[Directions for this task]
Copy out, exactly as written, only the line containing "the form [12,109]." and the lines after it through the end of the records.

# start of Records

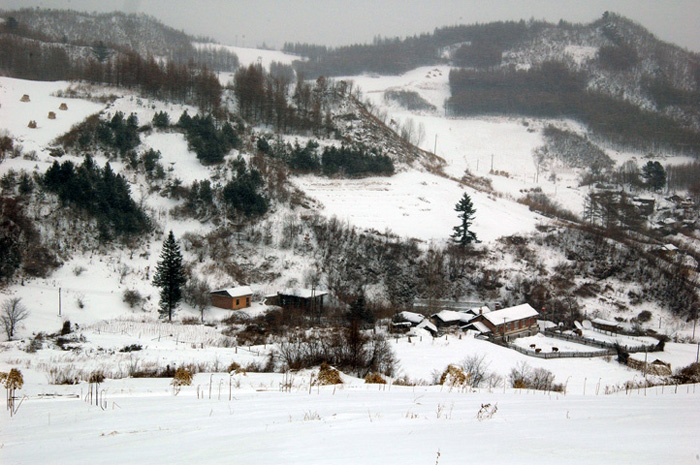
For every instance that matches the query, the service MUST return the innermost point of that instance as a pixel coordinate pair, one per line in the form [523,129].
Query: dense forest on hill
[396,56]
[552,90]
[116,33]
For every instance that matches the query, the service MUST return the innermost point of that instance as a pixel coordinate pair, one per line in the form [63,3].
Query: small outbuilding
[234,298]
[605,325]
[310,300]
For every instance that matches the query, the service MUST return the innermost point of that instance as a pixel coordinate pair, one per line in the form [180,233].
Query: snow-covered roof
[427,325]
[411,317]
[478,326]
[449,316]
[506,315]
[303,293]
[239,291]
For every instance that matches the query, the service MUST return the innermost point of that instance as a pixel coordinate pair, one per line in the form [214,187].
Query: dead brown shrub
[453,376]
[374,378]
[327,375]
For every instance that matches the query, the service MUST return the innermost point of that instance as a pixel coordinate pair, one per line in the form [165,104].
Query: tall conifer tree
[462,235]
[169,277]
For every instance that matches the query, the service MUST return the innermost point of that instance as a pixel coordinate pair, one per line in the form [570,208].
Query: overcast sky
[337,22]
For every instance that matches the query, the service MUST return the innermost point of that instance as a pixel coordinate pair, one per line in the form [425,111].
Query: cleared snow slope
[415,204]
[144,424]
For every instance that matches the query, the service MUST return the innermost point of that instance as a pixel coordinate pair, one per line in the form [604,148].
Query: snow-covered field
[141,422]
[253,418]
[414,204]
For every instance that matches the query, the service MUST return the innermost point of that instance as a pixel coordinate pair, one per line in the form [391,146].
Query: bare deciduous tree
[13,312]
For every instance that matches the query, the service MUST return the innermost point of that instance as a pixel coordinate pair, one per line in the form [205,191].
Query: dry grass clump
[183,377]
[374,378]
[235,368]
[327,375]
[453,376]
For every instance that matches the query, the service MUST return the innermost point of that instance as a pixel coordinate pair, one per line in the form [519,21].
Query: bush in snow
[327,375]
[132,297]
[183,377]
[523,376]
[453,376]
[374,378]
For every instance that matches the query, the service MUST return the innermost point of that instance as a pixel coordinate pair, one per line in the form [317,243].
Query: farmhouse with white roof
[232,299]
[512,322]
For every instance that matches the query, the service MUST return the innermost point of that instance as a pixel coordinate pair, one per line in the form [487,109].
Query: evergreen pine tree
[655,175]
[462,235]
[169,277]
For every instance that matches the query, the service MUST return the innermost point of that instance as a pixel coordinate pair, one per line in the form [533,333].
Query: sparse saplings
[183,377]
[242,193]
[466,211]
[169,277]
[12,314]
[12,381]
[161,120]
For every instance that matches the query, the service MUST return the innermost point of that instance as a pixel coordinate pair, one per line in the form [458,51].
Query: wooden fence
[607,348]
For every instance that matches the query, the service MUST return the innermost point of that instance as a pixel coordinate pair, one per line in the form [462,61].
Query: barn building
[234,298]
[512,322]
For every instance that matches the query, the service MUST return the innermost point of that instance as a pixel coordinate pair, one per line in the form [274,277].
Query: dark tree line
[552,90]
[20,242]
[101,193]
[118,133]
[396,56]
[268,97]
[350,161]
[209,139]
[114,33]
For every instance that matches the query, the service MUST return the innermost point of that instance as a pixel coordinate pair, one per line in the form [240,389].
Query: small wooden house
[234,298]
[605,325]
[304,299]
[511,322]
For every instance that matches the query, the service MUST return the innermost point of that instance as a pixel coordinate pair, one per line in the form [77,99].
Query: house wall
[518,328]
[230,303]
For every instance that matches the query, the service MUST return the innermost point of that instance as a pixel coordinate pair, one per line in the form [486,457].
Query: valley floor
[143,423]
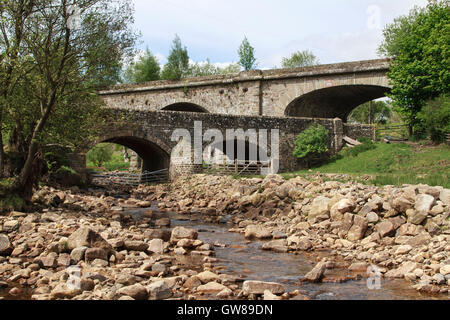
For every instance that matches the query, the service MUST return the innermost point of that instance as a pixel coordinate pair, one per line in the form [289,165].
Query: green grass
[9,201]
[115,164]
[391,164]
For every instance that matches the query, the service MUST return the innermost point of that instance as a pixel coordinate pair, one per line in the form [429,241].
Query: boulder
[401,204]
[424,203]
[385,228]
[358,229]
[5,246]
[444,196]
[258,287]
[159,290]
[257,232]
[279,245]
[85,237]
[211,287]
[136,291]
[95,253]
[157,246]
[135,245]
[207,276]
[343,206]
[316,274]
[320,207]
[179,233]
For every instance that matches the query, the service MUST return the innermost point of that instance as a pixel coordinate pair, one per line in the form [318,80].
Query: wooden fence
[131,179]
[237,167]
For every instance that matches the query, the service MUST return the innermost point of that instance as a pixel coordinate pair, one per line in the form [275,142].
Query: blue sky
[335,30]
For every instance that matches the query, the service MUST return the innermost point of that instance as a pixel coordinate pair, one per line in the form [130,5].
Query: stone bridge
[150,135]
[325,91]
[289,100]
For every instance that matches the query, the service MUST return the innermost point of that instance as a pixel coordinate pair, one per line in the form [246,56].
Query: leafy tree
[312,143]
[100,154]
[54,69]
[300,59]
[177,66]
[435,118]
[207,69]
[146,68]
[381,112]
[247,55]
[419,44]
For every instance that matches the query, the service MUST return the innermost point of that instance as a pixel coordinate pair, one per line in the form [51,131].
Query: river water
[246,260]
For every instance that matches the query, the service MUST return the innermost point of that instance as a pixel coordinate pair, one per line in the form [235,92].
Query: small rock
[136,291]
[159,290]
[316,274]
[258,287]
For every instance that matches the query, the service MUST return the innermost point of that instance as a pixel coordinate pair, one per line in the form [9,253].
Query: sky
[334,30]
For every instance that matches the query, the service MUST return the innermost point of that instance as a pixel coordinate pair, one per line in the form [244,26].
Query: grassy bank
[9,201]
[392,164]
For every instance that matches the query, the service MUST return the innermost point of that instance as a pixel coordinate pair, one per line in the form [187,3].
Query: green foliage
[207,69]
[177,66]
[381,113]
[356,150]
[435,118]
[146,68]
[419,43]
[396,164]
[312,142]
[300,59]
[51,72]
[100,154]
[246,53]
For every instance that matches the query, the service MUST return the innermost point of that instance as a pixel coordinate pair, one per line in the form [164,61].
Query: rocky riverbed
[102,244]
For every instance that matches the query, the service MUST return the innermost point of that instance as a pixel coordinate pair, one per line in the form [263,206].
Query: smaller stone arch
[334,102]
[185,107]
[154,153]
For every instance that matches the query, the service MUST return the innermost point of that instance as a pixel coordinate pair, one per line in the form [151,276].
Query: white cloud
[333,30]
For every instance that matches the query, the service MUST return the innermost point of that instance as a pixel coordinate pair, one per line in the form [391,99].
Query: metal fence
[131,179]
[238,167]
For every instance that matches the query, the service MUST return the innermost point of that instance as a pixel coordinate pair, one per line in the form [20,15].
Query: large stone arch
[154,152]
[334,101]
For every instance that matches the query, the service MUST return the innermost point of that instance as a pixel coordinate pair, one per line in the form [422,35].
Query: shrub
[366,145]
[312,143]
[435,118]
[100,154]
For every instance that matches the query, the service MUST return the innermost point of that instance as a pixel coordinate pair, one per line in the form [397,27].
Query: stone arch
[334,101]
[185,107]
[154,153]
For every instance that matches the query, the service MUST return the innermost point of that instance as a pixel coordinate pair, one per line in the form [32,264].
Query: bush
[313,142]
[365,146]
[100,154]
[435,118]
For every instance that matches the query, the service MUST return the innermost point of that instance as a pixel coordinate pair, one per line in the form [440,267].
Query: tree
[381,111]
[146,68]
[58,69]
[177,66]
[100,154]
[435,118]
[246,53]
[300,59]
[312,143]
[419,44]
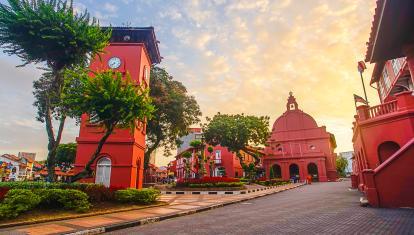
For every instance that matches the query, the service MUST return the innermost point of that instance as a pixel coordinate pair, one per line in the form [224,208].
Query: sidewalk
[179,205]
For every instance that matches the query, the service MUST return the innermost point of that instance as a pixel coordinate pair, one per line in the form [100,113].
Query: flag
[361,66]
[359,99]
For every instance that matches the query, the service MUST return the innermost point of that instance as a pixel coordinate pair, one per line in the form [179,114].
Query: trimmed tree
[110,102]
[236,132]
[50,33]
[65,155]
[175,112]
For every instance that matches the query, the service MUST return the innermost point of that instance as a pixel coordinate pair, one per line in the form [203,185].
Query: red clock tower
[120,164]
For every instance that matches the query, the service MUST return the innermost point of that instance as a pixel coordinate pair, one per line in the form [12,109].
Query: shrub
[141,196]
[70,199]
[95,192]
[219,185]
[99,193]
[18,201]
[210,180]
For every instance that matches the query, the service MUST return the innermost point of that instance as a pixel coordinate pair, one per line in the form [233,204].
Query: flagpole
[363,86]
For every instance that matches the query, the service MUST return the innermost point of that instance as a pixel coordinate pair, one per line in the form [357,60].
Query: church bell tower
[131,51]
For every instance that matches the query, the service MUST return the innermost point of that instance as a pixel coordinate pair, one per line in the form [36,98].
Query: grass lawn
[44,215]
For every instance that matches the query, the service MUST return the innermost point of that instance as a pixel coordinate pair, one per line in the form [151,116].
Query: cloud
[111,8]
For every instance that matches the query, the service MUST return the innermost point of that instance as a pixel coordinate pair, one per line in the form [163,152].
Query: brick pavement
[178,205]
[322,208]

# end of Records

[Exercise result]
For every instance that matches the query, the service MUST return the innermost point of that instance as a pixel coordinate pair, one per line in the form [12,109].
Query: shrub
[141,196]
[70,199]
[95,192]
[219,185]
[99,193]
[18,201]
[210,180]
For every instance that matches the query, the service MUST return the innermost point of that instance as a pixel coordinate pair, one per line in the form [233,204].
Query: flagpole
[363,86]
For every instance that matches the query, the service MUST return the innermost point of that instance as a pixel coordinate pair, one per line in the form [357,60].
Query: church bell tower
[131,51]
For every instance that matches the query, the service MUST return the innermost point of that instance as a pixel coordinate pair, one per line in the form [36,98].
Query: grass lawn
[44,215]
For every instance that matches the query, the service MUST return the innermost point of that instance as a pixel coordinate pair, one per line in the form [151,116].
Query: cloud
[111,8]
For every instance that matches the query, the service MUST return the innermost point of that instance as a pixel coordinate pair, one per line in the form [163,152].
Query: brick pavement
[178,205]
[322,208]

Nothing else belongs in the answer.